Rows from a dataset
※
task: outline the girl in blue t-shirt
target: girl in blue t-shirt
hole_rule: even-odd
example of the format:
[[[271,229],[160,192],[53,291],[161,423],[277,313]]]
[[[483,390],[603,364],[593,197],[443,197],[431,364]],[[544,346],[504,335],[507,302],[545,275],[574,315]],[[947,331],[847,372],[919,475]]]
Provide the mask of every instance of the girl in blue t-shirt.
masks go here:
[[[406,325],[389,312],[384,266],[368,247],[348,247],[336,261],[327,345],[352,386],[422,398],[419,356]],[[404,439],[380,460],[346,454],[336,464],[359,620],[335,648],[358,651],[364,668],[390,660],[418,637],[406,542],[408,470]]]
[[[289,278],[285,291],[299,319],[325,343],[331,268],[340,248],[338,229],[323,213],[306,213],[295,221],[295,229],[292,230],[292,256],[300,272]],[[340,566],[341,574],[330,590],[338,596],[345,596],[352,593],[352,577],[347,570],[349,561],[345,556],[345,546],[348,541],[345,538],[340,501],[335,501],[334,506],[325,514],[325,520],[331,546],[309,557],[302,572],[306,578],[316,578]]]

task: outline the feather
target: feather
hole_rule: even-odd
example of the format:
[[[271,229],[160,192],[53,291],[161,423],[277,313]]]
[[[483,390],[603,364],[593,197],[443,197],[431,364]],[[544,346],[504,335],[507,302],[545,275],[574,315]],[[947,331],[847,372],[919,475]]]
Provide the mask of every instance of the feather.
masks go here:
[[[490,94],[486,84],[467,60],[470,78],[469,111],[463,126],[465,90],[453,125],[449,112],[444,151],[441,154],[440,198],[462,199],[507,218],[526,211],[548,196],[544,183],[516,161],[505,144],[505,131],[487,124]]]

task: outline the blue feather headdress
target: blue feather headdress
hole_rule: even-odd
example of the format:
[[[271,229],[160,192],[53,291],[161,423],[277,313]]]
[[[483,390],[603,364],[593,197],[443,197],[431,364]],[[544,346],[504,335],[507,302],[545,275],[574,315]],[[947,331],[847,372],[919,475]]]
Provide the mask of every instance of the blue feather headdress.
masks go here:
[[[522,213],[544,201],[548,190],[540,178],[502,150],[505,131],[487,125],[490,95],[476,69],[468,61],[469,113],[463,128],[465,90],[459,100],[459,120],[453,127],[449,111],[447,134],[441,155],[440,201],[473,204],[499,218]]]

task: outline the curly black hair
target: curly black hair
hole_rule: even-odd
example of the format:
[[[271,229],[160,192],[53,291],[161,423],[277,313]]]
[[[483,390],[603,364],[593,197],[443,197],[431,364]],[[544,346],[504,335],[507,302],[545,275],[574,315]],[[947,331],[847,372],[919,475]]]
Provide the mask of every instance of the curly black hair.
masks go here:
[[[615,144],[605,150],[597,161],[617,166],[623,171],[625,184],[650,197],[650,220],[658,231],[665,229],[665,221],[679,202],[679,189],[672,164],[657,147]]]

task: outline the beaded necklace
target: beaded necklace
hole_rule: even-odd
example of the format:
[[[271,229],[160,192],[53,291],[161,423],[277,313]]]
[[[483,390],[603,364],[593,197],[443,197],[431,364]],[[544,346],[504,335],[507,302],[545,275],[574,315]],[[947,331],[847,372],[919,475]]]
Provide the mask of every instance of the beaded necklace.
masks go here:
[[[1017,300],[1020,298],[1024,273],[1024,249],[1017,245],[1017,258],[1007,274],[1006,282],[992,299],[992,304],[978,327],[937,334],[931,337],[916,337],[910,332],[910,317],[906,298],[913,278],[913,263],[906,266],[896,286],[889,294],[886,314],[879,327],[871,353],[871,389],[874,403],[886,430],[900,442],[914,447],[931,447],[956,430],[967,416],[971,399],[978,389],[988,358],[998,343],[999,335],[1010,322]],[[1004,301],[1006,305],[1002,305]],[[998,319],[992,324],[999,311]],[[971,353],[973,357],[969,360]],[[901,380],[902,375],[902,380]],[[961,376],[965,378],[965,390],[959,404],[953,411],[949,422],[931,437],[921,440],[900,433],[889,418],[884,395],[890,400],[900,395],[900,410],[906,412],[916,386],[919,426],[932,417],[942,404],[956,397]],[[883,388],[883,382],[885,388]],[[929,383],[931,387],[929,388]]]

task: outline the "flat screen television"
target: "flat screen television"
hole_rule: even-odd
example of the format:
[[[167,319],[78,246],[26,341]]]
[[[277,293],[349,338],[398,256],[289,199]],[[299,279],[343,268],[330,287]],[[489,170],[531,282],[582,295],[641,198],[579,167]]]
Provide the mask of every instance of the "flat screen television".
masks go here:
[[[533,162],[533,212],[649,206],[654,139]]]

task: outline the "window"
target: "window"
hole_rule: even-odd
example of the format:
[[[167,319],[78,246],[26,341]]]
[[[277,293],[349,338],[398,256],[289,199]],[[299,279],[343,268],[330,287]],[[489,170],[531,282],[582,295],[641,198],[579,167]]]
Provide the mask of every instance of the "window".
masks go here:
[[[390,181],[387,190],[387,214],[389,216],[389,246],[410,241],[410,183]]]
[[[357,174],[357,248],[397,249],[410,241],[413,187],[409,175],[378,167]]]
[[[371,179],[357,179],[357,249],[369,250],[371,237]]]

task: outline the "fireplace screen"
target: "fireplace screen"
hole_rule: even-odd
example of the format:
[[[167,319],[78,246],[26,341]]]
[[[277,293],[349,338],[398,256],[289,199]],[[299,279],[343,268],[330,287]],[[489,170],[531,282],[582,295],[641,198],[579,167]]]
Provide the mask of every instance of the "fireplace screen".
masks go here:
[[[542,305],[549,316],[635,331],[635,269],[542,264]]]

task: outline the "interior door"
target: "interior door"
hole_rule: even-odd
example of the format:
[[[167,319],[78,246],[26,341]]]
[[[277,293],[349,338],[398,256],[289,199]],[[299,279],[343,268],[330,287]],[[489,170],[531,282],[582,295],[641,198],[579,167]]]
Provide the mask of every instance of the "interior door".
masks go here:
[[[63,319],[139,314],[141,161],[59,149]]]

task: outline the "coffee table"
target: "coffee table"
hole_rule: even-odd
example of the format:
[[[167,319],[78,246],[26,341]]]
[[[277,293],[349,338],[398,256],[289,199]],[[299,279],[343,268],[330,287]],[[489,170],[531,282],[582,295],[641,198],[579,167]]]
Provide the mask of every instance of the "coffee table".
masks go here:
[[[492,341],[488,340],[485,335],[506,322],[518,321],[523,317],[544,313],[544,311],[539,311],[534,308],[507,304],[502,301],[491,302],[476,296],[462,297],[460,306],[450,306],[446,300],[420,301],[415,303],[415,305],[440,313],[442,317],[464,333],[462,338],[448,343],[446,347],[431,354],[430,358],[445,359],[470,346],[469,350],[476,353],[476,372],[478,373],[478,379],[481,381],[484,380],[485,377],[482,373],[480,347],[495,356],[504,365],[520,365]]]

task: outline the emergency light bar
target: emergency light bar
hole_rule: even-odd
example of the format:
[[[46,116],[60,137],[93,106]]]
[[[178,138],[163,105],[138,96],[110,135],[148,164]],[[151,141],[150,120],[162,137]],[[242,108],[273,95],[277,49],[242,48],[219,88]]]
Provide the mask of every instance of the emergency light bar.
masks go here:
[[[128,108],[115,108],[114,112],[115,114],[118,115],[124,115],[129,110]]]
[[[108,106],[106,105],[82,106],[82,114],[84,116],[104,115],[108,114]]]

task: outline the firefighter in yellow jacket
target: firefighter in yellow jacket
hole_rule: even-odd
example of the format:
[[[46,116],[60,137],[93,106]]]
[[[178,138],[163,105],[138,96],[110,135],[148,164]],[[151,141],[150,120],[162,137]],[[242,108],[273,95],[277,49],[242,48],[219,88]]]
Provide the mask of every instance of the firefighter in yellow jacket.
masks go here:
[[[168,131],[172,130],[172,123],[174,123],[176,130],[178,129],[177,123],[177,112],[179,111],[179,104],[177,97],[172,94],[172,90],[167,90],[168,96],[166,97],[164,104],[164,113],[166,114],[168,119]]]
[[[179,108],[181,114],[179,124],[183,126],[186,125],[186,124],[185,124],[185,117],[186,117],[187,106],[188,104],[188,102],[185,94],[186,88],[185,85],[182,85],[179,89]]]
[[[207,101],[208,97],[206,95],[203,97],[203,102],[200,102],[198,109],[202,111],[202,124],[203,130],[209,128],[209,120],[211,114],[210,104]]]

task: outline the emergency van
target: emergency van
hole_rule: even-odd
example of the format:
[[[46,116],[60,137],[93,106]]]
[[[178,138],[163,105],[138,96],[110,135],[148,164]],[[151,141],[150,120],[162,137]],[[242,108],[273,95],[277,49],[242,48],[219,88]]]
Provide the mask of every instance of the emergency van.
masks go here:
※
Recast as a Markdown table with the columns "Line number" and "Line text" the lines from the one containing "task: outline the emergency van" through the end of the rows, leaving out any blank lines.

# WORKED SOLUTION
| Line number | Line text |
|---|---|
| 1 | task: outline the emergency van |
| 2 | target: emergency van |
| 3 | hole_rule: even-odd |
| 4 | example of the format: |
| 5 | [[[46,116],[60,137],[93,106]]] |
| 6 | [[[178,138],[163,105],[138,96],[110,135],[148,164]],[[151,141],[150,120],[162,137]],[[242,108],[273,95],[277,49],[242,48],[219,88]]] |
| 7 | Provide the mask of every instance of the emergency van. |
| 8 | masks go here: |